TRECHO DO DOCUMENTO:
= = = =
Um dos fenômenos mais
preocupantes da saúde pública atual são as alergias. Cada vez mais crianças se
tornam alérgicas a tudo, de animais domésticos a amendoim (nos EUA há escolas
em que é proibido entrar com amendoim, tamanha a quantidade de alunos alérgicos
a esse alimento).
Isso é provocado pela
super-proteção por parte dos pais. Se por um lado há milhares de crianças das
classes mais pobres que são criadas sem nenhuma assistência ou cuidado, no
outro oposto temos crianças cujos pais as protegem de tudo.
Antigamente as crianças
brincavam na rua, se sujavam, conviviam com cãs, gatos, galinhas, insetos,
andavam descalças. Hoje, os pais protegem as crianças de tudo: não pode andar
descalça, não pode ter contato com a terra, não pode tudo. O resultado: o
organismo não aprende a lidar com o mundo, tudo passa a ser considerado uma
ameaça, e como consequência o número cada vez maior de crianças alérgicas a
tudo.
Isso é ainda mais concreto
quando se trata de questões mais subjetivas. A mentalidade é de que as crianças
devem ser criadas numa bolha e protegidas de tudo. Não pode existir publicidade
infantil porque a criança que ver publicidade vai comprar descontroladamente,
vai comer descontroladamente.
Livros de Monteiro Lobato
devem ser proibidos na escolas porque as crianças negras precisam ser
protegidas do racismo do Sítio do Pica-pau Amarelo.
= = = =
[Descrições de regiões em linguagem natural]
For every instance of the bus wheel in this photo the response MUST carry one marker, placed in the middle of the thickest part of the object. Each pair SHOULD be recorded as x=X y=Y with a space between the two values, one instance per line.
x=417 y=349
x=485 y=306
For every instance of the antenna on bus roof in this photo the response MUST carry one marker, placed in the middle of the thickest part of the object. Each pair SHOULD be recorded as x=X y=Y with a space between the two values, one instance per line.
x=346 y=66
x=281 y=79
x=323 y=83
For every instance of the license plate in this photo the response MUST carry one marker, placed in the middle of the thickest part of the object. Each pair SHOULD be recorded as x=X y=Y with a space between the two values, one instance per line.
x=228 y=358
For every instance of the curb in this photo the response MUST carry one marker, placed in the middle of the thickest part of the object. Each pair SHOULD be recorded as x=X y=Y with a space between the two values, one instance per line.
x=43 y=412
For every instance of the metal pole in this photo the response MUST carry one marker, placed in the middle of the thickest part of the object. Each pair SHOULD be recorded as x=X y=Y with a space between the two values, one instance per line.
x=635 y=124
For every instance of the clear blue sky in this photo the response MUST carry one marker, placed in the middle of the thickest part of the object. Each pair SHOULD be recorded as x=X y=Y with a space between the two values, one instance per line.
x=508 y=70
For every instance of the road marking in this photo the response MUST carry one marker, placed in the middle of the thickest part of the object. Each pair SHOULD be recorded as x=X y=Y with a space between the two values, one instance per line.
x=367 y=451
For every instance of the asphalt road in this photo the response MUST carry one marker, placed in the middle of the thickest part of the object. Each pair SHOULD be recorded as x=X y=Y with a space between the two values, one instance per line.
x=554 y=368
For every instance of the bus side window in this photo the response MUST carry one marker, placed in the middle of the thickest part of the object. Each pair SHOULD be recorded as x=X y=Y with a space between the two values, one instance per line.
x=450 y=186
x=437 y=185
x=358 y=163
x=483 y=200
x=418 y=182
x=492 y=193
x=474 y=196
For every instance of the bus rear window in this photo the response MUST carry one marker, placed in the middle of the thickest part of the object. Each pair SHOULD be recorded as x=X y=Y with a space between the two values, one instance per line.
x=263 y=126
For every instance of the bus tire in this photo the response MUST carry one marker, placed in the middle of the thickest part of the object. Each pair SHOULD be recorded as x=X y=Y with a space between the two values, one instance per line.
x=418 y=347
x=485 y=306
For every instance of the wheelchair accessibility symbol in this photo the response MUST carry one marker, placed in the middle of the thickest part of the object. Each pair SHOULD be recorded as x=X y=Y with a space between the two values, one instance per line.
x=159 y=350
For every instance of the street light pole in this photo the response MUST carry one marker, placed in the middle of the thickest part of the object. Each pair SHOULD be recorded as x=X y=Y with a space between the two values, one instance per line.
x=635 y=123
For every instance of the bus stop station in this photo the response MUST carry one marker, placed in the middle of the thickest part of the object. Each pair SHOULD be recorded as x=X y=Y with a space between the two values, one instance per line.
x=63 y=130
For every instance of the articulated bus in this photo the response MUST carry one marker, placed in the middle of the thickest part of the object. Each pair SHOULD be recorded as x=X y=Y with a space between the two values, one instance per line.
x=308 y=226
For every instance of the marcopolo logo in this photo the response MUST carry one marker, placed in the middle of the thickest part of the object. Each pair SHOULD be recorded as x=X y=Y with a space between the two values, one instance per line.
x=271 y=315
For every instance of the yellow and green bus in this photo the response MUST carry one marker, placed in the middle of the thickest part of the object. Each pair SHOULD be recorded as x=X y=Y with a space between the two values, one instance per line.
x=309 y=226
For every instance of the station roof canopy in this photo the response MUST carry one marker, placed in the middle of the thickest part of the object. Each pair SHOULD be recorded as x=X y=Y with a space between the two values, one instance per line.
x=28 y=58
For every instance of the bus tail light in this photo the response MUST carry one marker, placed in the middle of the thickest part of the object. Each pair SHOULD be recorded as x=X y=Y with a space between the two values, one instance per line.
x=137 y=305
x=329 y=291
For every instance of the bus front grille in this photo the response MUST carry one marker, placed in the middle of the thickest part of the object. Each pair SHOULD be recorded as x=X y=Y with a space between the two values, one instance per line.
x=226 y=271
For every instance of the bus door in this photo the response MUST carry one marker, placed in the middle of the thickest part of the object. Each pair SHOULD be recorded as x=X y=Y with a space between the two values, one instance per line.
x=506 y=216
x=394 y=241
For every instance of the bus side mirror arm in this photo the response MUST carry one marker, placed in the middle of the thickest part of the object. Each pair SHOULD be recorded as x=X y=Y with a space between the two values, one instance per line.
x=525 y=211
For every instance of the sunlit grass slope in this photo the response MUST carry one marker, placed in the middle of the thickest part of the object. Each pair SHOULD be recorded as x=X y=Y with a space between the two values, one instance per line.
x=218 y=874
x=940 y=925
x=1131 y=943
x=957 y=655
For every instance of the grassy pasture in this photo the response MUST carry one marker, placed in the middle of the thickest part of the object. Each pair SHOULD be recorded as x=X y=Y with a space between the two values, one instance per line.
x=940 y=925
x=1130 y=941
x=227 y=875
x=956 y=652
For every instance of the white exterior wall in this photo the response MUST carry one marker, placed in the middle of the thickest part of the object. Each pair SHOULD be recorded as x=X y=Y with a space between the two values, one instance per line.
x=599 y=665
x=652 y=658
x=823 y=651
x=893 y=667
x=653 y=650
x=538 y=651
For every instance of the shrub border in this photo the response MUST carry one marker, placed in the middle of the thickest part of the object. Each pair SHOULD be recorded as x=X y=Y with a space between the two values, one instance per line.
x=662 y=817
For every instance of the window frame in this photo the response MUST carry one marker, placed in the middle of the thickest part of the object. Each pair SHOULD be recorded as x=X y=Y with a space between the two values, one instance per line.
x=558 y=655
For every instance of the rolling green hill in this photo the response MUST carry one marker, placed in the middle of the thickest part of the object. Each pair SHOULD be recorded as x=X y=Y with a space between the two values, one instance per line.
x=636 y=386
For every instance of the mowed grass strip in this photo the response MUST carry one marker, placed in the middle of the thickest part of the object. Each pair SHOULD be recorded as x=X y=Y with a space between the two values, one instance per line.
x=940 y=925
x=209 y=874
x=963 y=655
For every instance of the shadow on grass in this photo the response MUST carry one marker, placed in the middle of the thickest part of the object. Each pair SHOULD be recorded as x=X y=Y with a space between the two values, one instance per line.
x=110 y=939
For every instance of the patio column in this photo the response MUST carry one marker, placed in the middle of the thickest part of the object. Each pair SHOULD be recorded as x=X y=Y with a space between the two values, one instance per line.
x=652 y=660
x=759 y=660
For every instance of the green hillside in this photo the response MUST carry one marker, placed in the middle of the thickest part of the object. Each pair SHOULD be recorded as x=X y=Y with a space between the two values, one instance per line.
= = = =
TAREFAS A REALIZAR:
• A. Responda às perguntas abaixo com base no trecho sobre alergias infantis.
(i) Em que país, segundo o trecho, há escolas onde é proibido entrar com amendoim?
(ii) A que o trecho atribui o aumento das alergias entre as crianças?
(iii) De acordo com a mentalidade descrita no trecho, de que autor são os livros que devem ser proibidos nas escolas?
• B. Traduza para o inglês a seguinte frase do trecho sobre alergias infantis: "Um dos fenômenos mais preocupantes da saúde pública atual são as alergias."

RESPOSTAS EM ORDEM:
• A.
(i) Nos EUA.
(ii) À super-proteção por parte dos pais.
(iii) De Monteiro Lobato.

• B. One of the most worrying phenomena in public health today is allergies.